Beginning at the line that contains "Target: rear tire" and ending at the last line of the entries, write out each line exactly; include nothing outside that span.

• [Supplied records]:
⟨

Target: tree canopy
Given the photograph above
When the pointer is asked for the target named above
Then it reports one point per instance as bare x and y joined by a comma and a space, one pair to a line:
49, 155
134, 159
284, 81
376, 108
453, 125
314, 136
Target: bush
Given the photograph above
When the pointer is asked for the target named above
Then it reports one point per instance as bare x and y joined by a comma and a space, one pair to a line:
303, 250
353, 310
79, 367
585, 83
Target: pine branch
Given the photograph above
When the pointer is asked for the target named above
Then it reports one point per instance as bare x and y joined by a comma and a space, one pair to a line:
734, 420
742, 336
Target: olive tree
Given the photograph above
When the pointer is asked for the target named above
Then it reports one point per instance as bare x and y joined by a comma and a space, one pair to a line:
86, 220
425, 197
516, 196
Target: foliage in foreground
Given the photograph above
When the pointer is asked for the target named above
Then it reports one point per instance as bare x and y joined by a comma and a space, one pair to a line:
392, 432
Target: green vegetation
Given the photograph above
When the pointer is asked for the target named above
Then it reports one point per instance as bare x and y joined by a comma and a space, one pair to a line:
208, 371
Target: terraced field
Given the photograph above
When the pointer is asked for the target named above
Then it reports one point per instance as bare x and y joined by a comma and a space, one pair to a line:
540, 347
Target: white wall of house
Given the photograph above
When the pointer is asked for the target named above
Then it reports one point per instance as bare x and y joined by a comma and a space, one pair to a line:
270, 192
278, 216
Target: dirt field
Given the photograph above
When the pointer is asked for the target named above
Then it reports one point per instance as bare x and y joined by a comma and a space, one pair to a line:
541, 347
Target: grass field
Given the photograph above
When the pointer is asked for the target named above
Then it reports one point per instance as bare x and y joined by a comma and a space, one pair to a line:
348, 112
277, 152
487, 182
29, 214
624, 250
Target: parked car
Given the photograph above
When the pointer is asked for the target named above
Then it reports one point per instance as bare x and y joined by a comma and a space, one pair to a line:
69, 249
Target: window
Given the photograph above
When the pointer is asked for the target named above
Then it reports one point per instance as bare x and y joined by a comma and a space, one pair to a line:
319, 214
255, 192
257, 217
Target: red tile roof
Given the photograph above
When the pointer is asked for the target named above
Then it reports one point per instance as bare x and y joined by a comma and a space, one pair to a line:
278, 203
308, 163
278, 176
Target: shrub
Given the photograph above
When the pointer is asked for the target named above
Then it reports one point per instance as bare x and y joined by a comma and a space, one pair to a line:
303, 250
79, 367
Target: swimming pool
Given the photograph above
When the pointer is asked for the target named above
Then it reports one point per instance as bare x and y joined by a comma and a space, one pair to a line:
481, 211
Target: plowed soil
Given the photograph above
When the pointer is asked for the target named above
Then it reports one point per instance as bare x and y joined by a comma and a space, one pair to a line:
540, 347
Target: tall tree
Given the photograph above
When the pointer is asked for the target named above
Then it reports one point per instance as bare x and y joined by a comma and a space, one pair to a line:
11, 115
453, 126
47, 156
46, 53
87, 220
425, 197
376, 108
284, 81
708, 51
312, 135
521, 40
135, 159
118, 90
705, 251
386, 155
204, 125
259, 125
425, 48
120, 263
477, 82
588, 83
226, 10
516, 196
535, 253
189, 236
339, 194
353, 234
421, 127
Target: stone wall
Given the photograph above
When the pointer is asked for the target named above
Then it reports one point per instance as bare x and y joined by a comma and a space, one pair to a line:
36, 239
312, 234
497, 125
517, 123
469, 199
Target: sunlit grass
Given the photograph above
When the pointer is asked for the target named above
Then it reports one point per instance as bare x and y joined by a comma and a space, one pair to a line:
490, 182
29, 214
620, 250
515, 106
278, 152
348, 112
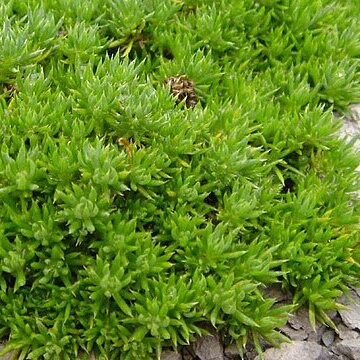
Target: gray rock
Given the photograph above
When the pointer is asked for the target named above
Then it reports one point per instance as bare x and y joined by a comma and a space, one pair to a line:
209, 348
295, 335
345, 333
328, 337
351, 316
299, 350
316, 335
349, 348
170, 355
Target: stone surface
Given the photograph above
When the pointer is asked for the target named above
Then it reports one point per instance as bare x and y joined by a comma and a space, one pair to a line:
299, 350
345, 333
328, 337
209, 348
351, 316
295, 335
349, 348
170, 355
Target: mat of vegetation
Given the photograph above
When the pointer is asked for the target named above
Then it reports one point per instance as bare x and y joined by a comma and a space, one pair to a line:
163, 161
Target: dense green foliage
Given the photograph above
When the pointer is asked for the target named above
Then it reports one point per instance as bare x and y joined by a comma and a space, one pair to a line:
124, 247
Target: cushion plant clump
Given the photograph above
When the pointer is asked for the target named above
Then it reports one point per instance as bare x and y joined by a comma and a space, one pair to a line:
163, 162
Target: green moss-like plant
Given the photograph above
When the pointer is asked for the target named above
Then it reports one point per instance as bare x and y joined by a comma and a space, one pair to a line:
128, 218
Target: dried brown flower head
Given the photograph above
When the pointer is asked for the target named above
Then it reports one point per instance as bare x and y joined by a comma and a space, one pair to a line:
182, 88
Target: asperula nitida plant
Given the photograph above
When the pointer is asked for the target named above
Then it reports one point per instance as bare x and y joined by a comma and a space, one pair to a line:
182, 88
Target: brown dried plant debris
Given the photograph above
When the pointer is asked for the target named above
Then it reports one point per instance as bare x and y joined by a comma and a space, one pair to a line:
182, 88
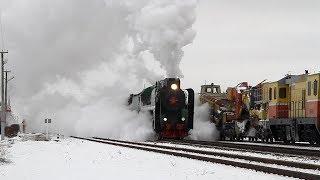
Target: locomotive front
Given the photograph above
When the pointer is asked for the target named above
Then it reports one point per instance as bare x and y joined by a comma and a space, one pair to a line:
174, 109
171, 107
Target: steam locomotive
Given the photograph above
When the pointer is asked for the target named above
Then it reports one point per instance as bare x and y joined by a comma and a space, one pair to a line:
171, 107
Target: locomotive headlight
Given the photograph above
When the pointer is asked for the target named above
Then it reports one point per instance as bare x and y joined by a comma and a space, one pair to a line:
174, 87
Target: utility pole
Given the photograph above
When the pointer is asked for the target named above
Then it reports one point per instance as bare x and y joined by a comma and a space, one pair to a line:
6, 88
3, 110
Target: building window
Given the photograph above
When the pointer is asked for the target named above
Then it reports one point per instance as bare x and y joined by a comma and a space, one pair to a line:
315, 87
309, 88
270, 94
283, 93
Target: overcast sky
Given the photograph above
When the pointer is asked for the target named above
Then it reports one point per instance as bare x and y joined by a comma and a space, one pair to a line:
252, 40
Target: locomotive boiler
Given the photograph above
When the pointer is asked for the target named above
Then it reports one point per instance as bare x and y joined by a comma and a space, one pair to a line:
171, 107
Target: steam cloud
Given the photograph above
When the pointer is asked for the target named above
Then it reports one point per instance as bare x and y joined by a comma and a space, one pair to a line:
77, 61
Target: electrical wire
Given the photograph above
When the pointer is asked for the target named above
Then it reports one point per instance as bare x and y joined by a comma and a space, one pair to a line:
1, 32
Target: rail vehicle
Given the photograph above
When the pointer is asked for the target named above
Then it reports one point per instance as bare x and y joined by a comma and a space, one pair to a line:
171, 108
286, 110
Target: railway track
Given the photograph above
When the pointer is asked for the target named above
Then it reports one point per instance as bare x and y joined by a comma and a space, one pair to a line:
273, 166
289, 150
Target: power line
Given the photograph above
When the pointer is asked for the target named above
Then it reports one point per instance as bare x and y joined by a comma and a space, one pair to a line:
1, 31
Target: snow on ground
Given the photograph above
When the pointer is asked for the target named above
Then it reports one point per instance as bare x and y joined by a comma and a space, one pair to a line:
76, 159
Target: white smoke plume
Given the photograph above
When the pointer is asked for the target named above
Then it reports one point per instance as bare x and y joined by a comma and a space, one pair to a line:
77, 61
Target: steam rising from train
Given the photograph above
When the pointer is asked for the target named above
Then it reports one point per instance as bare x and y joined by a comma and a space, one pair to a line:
75, 61
171, 108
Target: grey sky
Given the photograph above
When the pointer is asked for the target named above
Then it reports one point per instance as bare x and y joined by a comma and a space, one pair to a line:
252, 40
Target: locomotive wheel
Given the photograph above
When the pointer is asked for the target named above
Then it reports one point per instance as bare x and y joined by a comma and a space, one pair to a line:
311, 141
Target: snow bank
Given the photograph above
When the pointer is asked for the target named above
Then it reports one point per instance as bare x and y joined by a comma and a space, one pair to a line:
85, 58
72, 159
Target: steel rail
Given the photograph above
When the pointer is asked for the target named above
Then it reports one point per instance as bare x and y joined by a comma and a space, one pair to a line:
228, 155
255, 147
261, 168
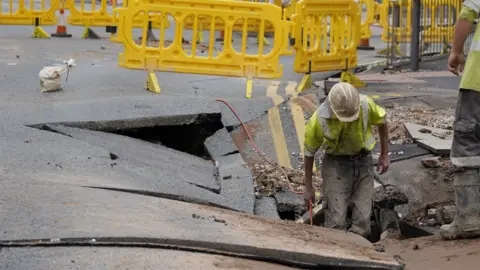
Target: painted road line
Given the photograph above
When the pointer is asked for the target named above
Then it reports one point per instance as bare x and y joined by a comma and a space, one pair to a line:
298, 116
392, 94
276, 127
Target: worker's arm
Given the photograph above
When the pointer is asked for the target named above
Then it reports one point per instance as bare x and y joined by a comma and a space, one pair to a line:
463, 27
377, 116
313, 141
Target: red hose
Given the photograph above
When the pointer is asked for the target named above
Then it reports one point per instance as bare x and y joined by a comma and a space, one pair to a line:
255, 147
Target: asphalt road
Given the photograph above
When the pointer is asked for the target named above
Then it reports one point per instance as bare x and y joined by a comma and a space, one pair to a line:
63, 182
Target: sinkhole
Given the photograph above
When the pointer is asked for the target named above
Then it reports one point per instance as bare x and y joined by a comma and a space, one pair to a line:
184, 135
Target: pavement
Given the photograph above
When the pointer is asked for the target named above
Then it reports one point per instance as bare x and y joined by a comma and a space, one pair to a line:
67, 179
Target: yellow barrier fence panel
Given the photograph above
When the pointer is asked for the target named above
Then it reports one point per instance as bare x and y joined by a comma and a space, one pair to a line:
289, 10
94, 14
367, 11
403, 30
29, 12
252, 26
327, 33
174, 56
439, 18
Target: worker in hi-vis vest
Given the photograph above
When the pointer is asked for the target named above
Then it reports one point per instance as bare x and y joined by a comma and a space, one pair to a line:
465, 151
342, 128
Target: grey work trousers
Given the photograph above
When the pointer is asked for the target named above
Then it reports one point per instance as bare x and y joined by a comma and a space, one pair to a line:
348, 182
465, 151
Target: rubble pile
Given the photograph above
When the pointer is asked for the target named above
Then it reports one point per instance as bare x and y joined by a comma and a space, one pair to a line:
444, 167
431, 118
269, 179
434, 216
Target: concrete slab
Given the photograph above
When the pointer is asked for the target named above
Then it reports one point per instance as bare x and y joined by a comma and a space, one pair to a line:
147, 157
121, 258
220, 144
289, 202
73, 214
399, 152
419, 132
437, 146
236, 182
266, 207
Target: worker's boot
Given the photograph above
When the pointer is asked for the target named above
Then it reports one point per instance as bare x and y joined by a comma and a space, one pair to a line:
466, 223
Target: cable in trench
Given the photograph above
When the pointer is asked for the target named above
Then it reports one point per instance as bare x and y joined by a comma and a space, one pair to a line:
255, 147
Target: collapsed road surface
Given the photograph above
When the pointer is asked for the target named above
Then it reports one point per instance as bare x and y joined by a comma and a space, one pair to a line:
103, 175
74, 186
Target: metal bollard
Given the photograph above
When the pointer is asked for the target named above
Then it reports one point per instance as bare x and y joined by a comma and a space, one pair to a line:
395, 26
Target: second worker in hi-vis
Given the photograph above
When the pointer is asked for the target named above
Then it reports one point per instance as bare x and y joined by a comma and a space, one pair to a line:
342, 127
465, 151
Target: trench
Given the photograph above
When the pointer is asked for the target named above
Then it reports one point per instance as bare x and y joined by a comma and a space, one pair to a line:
188, 138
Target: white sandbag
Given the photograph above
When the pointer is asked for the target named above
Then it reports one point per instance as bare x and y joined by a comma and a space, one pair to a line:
50, 77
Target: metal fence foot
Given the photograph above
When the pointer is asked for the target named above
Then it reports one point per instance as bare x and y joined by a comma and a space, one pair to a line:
305, 83
201, 39
38, 32
388, 51
249, 88
264, 40
152, 83
90, 34
350, 78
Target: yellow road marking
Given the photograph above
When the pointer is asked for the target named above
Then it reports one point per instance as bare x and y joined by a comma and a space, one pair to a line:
275, 123
297, 114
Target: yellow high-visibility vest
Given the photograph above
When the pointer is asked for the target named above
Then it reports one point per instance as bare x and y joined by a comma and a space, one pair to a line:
325, 131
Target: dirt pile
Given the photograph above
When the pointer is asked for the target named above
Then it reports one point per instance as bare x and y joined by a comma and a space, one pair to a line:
269, 179
397, 116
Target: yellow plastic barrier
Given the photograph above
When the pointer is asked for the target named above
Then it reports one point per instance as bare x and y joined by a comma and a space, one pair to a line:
403, 31
440, 17
19, 13
101, 15
367, 20
326, 34
289, 10
229, 61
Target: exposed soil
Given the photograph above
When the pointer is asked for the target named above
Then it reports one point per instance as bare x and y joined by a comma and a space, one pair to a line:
269, 179
397, 116
432, 253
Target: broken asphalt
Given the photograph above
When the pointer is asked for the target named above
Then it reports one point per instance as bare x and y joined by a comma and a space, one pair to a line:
68, 180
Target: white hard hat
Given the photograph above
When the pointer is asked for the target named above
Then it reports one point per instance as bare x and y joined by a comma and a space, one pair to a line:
344, 101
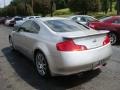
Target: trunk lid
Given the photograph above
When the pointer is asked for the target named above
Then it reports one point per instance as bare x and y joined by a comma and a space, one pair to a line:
90, 38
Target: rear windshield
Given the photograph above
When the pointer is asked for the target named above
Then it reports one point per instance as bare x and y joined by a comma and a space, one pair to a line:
65, 26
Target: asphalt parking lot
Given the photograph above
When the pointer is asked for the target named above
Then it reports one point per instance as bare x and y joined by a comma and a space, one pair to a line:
18, 73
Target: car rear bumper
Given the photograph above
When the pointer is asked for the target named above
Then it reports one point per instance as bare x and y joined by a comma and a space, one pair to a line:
78, 61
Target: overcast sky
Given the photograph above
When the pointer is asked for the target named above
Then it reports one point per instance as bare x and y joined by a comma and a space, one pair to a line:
6, 2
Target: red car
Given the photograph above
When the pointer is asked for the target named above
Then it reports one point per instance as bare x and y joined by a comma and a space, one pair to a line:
111, 24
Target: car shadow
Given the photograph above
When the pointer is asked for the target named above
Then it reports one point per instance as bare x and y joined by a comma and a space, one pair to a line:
26, 70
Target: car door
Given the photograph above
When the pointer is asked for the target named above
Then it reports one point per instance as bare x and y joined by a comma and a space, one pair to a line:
31, 38
20, 36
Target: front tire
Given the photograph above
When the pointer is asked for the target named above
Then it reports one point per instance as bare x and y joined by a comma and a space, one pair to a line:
42, 65
113, 38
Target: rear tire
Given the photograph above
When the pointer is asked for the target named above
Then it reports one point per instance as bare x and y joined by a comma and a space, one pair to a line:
113, 38
42, 65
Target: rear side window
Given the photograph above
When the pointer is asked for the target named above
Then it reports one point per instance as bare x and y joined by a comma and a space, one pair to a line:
64, 26
35, 27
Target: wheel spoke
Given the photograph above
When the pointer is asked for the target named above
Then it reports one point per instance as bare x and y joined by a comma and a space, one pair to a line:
41, 64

⟩

• [Written response]:
Target: rear tire
Given the photograph above
When the pointer is asked for the target named above
Then it reports one point per instance as bare x and y joined by a comma and a space, one pair to a line:
113, 38
42, 65
Target: rear side window
Given the photograph above
When the pointer is asked for the target named above
Then it reports one point per instance as bare x and y joined by a comma and a space, one pair to a line:
64, 26
35, 27
Target: wheel spoke
Given the photograph above
When the pointer is asked for the target named above
Then it reports one point per instance as bare x and y joined by a comma and a space, one pair to a line:
41, 64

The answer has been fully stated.